### 引用文:

┌──

本人とも親交のあった研究者が日記や手紙、草稿など膨大な資料から、その生涯を鮮やかに描き出す。


「私たちのトーベは、きっと偉大な芸術家になると思うんだ。とてつもなく偉大な!」
フィンランドで内戦が勃発していた頃、若き兵士ヴィクトル・ヤンソンは、前線から愛する妻シグネに宛てた手紙にこう記した。

父ヴィクトルの言葉どおり、トーベ・ヤンソンはやがて画家、イラストレーター、漫画家、小説家、そして「ムーミン」を生み出した偉大な芸術家として世界中にその名を知られることになっていく。

10代でイラストレーター、画家としてアーティストのキャリアをスタートさせたトーベは、戦禍の中で青春時代を過ごしている。最初はスノークという名だったムーミンは、そんな状況下で理不尽に対する怒りや自由への希望、表現への夢など、さまざまな想いの中から生まれてきた生きものだった。

└──

### 提供データ:
┌──

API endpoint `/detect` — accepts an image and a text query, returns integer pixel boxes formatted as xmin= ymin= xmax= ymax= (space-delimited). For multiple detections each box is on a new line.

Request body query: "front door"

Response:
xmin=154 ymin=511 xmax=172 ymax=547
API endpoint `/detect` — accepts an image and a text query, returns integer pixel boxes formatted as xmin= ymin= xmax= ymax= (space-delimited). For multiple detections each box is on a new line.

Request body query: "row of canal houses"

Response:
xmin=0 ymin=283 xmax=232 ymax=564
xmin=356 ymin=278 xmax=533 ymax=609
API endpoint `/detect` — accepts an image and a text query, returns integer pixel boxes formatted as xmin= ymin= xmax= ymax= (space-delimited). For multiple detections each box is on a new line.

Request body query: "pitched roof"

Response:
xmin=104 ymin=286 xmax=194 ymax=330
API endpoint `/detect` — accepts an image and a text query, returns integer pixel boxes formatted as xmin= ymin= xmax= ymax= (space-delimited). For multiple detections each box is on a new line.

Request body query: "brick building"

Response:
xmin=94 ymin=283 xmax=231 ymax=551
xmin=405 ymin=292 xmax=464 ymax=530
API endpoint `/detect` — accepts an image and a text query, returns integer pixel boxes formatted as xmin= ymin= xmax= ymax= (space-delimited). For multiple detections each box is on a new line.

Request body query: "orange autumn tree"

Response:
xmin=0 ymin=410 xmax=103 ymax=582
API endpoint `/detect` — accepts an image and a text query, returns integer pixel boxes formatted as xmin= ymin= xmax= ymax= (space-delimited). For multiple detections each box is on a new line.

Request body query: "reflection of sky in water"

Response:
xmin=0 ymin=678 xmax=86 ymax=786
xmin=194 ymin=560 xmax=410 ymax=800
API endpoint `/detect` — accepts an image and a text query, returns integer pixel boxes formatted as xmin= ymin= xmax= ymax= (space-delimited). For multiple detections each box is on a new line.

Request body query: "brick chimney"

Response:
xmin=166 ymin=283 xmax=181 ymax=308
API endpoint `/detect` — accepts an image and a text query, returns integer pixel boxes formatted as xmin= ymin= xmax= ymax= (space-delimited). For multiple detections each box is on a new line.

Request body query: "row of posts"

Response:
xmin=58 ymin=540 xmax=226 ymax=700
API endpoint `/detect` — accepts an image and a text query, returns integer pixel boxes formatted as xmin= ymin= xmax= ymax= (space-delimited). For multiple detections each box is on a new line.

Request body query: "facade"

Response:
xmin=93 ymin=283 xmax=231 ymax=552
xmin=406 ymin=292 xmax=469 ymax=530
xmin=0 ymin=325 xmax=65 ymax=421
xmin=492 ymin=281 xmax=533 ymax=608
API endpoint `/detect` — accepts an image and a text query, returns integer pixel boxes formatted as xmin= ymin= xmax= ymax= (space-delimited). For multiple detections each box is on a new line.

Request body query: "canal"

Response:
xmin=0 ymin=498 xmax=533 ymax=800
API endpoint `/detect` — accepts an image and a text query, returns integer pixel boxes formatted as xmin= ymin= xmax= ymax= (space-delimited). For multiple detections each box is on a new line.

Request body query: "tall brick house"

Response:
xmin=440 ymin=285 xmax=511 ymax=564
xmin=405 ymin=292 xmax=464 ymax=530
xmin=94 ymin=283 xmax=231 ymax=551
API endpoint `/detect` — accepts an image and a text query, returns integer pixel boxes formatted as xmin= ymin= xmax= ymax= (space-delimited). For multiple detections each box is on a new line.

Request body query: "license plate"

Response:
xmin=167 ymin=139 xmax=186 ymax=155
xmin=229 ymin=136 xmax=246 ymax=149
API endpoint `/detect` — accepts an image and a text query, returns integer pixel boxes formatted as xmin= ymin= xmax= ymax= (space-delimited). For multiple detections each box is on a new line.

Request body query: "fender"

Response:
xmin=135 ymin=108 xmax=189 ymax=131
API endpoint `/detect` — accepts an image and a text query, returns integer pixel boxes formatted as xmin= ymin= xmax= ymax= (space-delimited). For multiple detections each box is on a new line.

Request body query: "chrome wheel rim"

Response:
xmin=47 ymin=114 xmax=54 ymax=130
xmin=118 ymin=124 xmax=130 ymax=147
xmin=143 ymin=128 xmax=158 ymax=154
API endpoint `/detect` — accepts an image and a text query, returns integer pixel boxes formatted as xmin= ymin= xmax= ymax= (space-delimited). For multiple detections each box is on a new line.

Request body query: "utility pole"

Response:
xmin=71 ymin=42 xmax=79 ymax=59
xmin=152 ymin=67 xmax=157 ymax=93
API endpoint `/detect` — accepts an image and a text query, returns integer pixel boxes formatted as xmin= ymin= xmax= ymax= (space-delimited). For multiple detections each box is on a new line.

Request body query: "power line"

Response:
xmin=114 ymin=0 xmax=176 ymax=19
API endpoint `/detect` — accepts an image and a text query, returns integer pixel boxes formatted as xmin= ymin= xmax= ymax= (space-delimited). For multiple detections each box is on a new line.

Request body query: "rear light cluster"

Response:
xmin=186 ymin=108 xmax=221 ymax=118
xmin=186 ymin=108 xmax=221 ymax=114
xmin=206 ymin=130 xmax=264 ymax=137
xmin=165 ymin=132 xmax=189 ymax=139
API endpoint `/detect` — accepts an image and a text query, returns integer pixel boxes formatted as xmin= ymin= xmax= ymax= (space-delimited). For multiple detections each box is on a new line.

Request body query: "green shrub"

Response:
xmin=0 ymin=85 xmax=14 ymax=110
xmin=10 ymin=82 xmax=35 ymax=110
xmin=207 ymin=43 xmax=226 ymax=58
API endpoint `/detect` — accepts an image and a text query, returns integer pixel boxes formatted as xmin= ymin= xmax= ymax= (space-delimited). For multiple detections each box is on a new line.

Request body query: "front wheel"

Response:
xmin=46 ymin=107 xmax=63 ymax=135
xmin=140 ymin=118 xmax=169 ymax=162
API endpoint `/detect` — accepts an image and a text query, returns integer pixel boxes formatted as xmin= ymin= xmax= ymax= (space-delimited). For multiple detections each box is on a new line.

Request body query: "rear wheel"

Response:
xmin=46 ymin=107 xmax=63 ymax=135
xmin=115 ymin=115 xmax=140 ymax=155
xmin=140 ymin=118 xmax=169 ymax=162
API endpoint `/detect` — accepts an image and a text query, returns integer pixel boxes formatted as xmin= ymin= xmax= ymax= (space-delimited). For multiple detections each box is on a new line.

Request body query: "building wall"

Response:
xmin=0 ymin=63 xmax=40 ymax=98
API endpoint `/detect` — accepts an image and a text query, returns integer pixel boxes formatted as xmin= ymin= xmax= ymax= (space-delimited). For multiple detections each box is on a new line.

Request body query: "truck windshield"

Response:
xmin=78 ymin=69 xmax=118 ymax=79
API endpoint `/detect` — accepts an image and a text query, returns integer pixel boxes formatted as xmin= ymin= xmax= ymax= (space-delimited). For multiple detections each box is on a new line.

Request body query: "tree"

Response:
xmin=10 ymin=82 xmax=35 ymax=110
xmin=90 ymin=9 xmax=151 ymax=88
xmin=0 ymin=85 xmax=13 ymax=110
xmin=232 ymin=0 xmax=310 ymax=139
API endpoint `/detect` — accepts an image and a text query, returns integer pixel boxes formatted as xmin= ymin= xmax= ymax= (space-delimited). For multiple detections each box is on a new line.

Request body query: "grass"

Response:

└──

### 作業内容:
1 – トーベ・ヤンソンについての文章の「本人とも親交のあった研究者が」から「を知られることになっていく。」まで（両端を含む）を書き出し、「前線」を「戦地」に入れ替えること。
2 – トーベ・ヤンソンについての文章を、最後の文の後から続けて書くこと。
記録は引用文とは別の資料である。

### 期待される結果:
1 –
本人とも親交のあった研究者が日記や手紙、草稿など膨大な資料から、その生涯を鮮やかに描き出す。


「私たちのトーベは、きっと偉大な芸術家になると思うんだ。とてつもなく偉大な!」
フィンランドで内戦が勃発していた頃、若き兵士ヴィクトル・ヤンソンは、戦地から愛する妻シグネに宛てた手紙にこう記した。

父ヴィクトルの言葉どおり、トーベ・ヤンソンはやがて画家、イラストレーター、漫画家、小説家、そして「ムーミン」を生み出した偉大な芸術家として世界中にその名を知られることになっていく。

2 –
「ムーミン」が世界的な人気を獲得したのち、トーベは「ムーミン」とその他の芸術活動のバランスに悩まされるようになる。
義務や責任、人々の期待と自身の想いとのあいだの駆け引きは、次第に苦痛を伴うようになり、その割り切れない気持ちは、生涯トーベを悩ますことになった。

「仕事と愛」はトーベの人生を表す最も重要な言葉だった。
トーベは人生の始まりから終わりまで働き続けた。
そして、最初に描いた絵から最後の本まで、トーベは生涯にわたって新しい芸術表現を追求したのだ。

トーベ・ヤンソン本人から私的な記録を自由に閲覧することを許された唯一の研究者である著者が、その膨大な資料(家族や友人への手紙をはじめ、覚書、草稿、物語、プレゼンテーション用の資料、分類表、キャラクター設定、スケッチ、ドローイング、さまざまなプロジェクトの計画、写真、日記、切り抜き、記事、パンフレット、カタログなど)を丹念に読み解き、トーベ・ヤンソンの豊かでダイナミックな人生を色鮮やかに描く。

家族や自然を愛し、自由を求め続けた芸術家トーベ・ヤンソンの生き様に迫った評伝の決定版。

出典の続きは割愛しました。